▸ Exercise:
Convert the lines below into a JSON list of strings, one string per line and no blank lines, starting with the line that contains "woman in pink" and going on through the line that contains "[(134, 124), (257, 139)]". Include only those lines.
::: Data extract :::
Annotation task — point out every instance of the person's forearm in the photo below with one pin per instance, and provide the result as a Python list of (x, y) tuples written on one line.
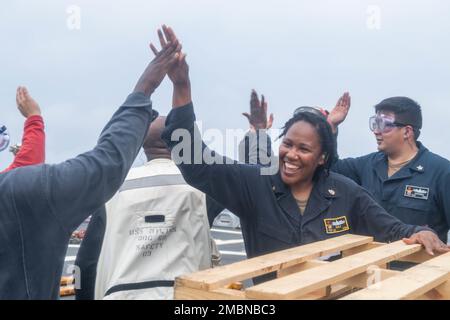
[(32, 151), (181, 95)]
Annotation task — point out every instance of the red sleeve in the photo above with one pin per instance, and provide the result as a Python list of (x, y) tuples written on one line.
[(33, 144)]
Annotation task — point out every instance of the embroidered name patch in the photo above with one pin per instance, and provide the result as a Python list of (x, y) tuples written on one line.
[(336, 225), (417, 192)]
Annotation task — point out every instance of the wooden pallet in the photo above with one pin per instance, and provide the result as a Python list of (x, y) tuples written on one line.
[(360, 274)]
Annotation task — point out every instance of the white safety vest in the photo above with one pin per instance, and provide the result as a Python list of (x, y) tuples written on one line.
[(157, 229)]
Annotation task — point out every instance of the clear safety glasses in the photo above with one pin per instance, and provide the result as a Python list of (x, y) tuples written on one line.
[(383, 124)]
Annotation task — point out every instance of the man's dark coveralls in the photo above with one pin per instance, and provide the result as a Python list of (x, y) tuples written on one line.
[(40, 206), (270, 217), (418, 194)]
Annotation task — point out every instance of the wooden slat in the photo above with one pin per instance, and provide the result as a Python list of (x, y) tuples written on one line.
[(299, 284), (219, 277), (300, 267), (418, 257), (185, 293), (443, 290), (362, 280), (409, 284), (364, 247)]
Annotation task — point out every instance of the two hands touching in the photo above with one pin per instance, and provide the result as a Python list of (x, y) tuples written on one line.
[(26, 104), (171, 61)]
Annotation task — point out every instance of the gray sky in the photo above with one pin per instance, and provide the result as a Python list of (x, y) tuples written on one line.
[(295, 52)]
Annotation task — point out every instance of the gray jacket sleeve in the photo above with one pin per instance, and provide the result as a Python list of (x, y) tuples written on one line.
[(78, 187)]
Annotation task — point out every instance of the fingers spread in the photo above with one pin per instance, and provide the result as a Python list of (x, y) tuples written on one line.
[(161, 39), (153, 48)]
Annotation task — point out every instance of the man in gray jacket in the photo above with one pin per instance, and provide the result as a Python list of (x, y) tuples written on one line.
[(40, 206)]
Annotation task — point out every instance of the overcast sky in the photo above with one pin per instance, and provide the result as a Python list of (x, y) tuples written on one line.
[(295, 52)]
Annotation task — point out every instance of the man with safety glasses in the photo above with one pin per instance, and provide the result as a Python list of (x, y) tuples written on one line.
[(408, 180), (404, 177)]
:::
::: Data extract :::
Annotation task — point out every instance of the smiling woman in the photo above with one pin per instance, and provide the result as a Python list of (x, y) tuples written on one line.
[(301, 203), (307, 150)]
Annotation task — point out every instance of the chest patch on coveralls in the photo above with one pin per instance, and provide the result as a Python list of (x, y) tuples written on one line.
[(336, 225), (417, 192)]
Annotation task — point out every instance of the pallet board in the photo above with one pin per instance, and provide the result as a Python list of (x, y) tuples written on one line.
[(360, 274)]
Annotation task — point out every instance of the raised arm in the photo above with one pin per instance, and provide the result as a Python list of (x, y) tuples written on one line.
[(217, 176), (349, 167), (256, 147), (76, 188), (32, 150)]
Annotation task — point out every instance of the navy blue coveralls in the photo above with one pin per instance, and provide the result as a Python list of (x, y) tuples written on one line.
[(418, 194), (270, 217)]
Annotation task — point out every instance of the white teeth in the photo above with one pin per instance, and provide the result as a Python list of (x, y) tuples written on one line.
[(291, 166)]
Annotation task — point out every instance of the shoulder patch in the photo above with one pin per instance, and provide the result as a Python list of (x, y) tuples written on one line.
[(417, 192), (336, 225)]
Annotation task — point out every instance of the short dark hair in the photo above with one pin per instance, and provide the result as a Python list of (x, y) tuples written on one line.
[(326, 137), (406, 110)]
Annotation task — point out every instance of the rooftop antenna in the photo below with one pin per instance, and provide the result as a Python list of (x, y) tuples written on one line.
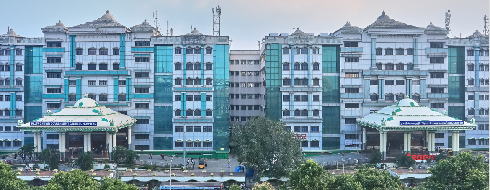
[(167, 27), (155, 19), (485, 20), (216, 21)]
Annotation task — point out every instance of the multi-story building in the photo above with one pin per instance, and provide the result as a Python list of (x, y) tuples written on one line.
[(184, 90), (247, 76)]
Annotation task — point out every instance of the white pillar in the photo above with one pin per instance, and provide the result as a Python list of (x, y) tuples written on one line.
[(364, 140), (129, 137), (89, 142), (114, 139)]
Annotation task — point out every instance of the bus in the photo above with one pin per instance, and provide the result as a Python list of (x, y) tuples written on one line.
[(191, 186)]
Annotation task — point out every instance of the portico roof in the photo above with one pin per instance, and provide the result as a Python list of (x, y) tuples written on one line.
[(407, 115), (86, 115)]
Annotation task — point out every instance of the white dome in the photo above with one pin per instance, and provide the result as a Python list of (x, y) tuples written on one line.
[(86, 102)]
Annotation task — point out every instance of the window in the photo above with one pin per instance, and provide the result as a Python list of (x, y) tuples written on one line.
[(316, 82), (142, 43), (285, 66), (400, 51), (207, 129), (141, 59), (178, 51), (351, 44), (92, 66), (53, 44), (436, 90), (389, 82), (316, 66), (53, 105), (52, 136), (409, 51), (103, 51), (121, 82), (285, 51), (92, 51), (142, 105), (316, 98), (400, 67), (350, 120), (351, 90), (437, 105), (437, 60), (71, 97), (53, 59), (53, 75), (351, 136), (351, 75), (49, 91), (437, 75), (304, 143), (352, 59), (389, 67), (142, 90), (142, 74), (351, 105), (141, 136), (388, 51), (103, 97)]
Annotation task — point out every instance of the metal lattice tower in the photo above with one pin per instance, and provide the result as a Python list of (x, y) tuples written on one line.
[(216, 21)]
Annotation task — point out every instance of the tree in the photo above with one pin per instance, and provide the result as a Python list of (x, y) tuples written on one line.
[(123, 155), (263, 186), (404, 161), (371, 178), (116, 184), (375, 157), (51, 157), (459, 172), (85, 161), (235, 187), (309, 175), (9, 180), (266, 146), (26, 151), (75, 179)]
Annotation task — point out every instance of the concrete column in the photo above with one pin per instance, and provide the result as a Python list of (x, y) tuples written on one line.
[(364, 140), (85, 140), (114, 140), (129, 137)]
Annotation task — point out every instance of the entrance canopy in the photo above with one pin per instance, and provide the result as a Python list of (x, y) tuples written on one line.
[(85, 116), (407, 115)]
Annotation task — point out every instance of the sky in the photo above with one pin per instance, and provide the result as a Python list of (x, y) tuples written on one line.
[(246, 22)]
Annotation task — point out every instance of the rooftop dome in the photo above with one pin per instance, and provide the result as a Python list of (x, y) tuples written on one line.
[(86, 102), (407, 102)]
:::
::: Data extract :::
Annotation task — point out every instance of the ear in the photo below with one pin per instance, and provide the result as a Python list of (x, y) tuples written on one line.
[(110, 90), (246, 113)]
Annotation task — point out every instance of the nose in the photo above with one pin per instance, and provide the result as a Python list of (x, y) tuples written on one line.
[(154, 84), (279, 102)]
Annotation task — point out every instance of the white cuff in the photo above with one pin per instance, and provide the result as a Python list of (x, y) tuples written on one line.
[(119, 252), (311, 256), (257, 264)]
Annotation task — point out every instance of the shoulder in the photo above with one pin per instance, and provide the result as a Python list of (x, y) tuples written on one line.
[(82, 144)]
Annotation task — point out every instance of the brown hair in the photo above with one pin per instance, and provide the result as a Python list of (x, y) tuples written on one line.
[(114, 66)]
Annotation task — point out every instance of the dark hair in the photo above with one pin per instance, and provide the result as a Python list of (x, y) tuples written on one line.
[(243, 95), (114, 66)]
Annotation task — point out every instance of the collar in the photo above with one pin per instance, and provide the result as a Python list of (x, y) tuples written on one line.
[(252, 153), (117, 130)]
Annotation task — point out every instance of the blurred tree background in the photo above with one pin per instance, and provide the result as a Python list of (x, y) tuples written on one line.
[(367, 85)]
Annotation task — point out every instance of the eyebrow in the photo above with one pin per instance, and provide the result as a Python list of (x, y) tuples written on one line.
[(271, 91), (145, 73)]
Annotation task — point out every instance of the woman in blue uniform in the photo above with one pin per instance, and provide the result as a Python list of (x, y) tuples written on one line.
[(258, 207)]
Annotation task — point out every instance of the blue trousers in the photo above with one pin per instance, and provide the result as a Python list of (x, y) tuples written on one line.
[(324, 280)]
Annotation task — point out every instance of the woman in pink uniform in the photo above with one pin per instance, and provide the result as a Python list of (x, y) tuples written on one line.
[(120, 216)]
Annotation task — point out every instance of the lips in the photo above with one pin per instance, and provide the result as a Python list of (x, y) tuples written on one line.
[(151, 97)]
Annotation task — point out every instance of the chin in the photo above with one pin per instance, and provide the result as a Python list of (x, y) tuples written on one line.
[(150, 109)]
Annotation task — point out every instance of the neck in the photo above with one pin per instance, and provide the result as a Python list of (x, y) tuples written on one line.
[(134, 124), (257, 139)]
:::
▸ The response:
[
  "Annotation task — point out every instance of the woman in pink uniform in the photo above with one pin per instance, and provide the result as a Python list of (x, y) tuples written on one line.",
  "[(120, 216)]",
  "Annotation task — point out every instance of the lips in the photo above with one pin per instance, and provide the result as a Python list of (x, y) tuples written on one line.",
  "[(151, 97)]",
  "Annotation task — point out every instance of the chin in the photo above with one pin per instance, and provide the result as a Python list of (x, y) tuples written on one line.",
  "[(150, 109)]",
  "Annotation task — point out every instance of the neck in the photo above with one pin per instance, and provide the result as a Python list of (x, y) tuples written on one line.",
  "[(134, 124), (257, 139)]"
]